- [Exercise goal]
Please return, exactly and only, the lines beginning at the top of the entries below and ending with the line containing "Target: grebe head"; keep out the pictures.

- [Source data]

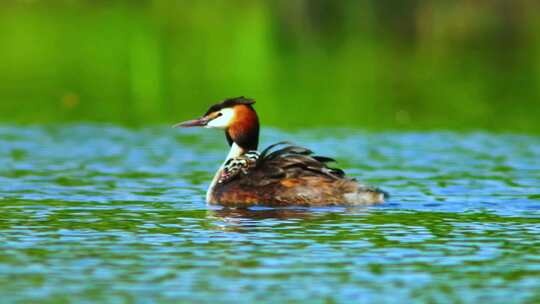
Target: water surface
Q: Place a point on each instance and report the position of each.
(101, 213)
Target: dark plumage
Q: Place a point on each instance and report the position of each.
(291, 175)
(283, 174)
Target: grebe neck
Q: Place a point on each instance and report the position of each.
(234, 152)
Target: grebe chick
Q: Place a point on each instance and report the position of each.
(281, 175)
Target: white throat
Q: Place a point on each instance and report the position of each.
(235, 151)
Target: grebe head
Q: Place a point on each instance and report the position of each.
(234, 115)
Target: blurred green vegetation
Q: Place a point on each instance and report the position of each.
(375, 64)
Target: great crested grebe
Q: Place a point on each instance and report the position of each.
(281, 175)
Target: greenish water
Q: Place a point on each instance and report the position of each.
(98, 213)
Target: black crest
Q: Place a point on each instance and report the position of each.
(230, 102)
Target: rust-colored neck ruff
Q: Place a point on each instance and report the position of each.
(244, 130)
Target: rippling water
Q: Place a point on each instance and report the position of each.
(106, 214)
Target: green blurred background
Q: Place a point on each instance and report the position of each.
(374, 64)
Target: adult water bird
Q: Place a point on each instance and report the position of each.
(280, 175)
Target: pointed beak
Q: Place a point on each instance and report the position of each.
(201, 122)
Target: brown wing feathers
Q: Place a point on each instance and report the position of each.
(294, 161)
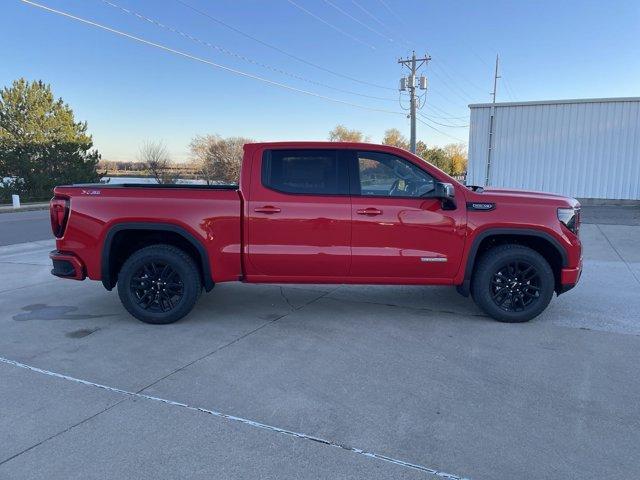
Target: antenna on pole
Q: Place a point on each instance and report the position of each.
(411, 83)
(492, 121)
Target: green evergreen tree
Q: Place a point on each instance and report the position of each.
(41, 144)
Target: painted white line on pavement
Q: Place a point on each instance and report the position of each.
(246, 421)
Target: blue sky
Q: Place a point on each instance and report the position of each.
(131, 93)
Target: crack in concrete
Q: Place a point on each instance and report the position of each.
(245, 421)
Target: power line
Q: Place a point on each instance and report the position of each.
(444, 68)
(234, 54)
(348, 15)
(278, 49)
(202, 60)
(337, 29)
(442, 124)
(437, 130)
(449, 115)
(450, 83)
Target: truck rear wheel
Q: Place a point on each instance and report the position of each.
(159, 284)
(512, 283)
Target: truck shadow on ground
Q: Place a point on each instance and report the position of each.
(40, 311)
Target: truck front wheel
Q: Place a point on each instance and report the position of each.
(159, 284)
(512, 283)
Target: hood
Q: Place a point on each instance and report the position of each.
(497, 194)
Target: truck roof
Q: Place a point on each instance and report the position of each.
(325, 144)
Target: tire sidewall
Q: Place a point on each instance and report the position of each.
(182, 265)
(491, 262)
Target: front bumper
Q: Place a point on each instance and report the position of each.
(569, 278)
(67, 265)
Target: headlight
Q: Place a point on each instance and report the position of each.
(570, 218)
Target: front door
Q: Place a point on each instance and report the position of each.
(299, 215)
(398, 232)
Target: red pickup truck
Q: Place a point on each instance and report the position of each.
(319, 212)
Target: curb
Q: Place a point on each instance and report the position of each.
(24, 208)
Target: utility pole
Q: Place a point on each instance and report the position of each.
(412, 82)
(491, 121)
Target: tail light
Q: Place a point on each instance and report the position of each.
(570, 218)
(59, 213)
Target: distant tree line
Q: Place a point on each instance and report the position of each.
(451, 159)
(41, 143)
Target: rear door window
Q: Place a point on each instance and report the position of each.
(305, 172)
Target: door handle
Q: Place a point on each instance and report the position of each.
(369, 211)
(267, 209)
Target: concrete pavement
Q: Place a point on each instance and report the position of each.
(19, 227)
(412, 374)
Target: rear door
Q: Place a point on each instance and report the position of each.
(398, 232)
(299, 215)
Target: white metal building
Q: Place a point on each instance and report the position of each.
(582, 148)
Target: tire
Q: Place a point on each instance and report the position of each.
(159, 284)
(512, 283)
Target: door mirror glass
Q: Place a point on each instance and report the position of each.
(444, 191)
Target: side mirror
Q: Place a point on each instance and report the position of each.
(444, 191)
(447, 193)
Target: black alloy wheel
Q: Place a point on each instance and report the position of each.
(157, 287)
(159, 284)
(512, 283)
(515, 286)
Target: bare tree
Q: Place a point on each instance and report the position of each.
(394, 138)
(157, 161)
(343, 134)
(218, 159)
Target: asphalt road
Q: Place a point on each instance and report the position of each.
(24, 227)
(271, 382)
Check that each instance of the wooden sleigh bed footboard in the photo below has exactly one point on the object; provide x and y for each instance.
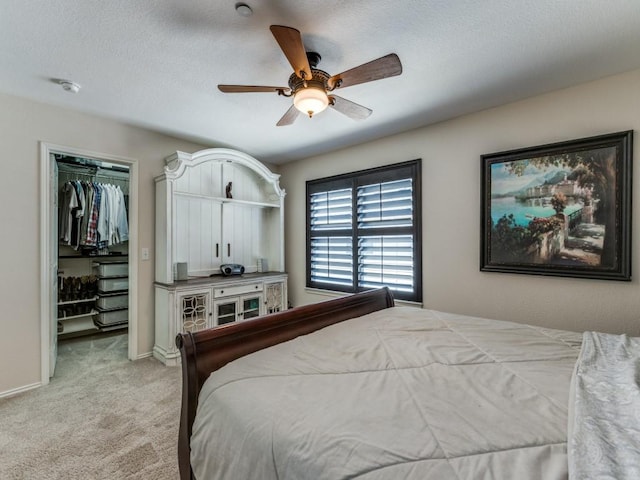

- [Output for this task]
Target: water surface
Q: Place a point on each instance and report the position of each.
(101, 213)
Target: dark plumage
Q: Place a point on each instance and report the position of each.
(291, 175)
(283, 174)
Target: grebe neck
Q: Place a point on each instance and report the position of each.
(234, 152)
Target: grebe chick
Q: Place a point on each instance and report the position of each.
(281, 175)
Target: white throat
Q: Place a point on each instance and report the position of each.
(235, 151)
Target: grebe head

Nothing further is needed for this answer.